ЗАДАНИЕ 1.
Согласуются ли с текстом о Нине и Лене утверждения (a), (b) и (c)? Ответьте «да» или «нет» на каждое и приведите дословно решающие слова текста.
(a) Ради того чтобы быть рядом с ним, Нина оставила роль Маргариты в булгаковской пьесе.
(b) Операцию делал хирург Ян Мойсюк.
(c) Нина часто показывала, чего ей стоит её оптимизм.
ЗАДАНИЕ 2. Воспроизведите без изменений фрагмент текста о Нине и Лене от слов «Вы прочтите эту» до слов «какому берегу прибиться.» включительно.

ИСХОДНЫЙ ТЕКСТ.
^^^^^^^^

Вы прочтите эту сказку - "Любовь к трем апельсинам". Или первую часть его следующей пьесы "Лисистрата". Веселая игривость и даже гривуазность некоторых строк в то время, когда жизнь бултыхалась посреди реки под названием Стикс, не зная, к какому берегу прибиться.

"Да не может быть!" - скажете вы, прочитав.

"Может!" - отвечу я, если это Леня, а рядом - Нина.

Все это время в их доме весело. Никакого уныния, печали, никакого тягостного ожидания операции, никакой ущербности или неполноценности! Только веселье, анекдоты, смешные случаи из внешнего мира, с Большой Земли. Нина ограждает его от любой негативной информации, от любого известия, что кому-то плохо или того хуже - кто-то из знакомых умер. Филатов со своей передачей "Чтобы помнили" и так в этой воде искупался вдосталь.

Она первый и самый благодарный слушатель того, что он сочиняет. Все новое он читает приходящим друзьям - Задорнову, Ярмольнику, Розенбауму, мне... Всем.

Она слушает в десятый раз и все равно - в смешных местах смеется, а в трогательных плачет, как в первый раз. Я прихожу, она, смеясь, меня встречает. И провожает, смеясь. Энергии у нее - и за себя, и за него, она как энергоноситель, от которого он получает питание. Хорошее настроение дома всегда, когда бы я ни пришел, - один или вместе с Мишей. И это тоже она.

Нина светится оптимизмом и верой в то, что все будет хорошо. А чего ей это стоит - знает только она. Я не знаю, никогда не видел, она никогда не показывала.

Она соскочила с гребня своей артистической карьеры, чтобы ему помочь, чтобы он встал, чтобы не потерял надежду. Она бросила Маргариту в булгаковской пьесе и другие любимые роли, чтобы быть с ним рядом. Все время, пока ему плохо. И в те кризисные дни перед операцией он написал: "Вставай, артист, ты не имеешь права скончаться, не дождавшись крика "Браво". Вставай, артист, ты профессионал! Ты не умрешь, не доиграв финал".

Теперь, Бог даст, финал не скоро, и авторство в этой надежде принадлежит не только блестящему хирургу Яну Мойсюку, который делал операцию, но и, конечно, Нине.

^^^^^^^^

МАТЕРИАЛ.
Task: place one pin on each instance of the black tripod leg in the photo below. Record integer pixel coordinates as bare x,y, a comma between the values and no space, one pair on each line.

^^^^^^^^

ПОЛЕ ОТВЕТА 1.
(a) Да: «Она бросила Маргариту в булгаковской пьесе и другие любимые роли, чтобы быть с ним рядом».
(b) Да: «блестящему хирургу Яну Мойсюку, который делал операцию».
(c) Нет: «Я не знаю, никогда не видел, она никогда не показывала».

ПОЛЕ ОТВЕТА 2.
Вы прочтите эту сказку - "Любовь к трем апельсинам". Или первую часть его следующей пьесы "Лисистрата". Веселая игривость и даже гривуазность некоторых строк в то время, когда жизнь бултыхалась посреди реки под названием Стикс, не зная, к какому берегу прибиться.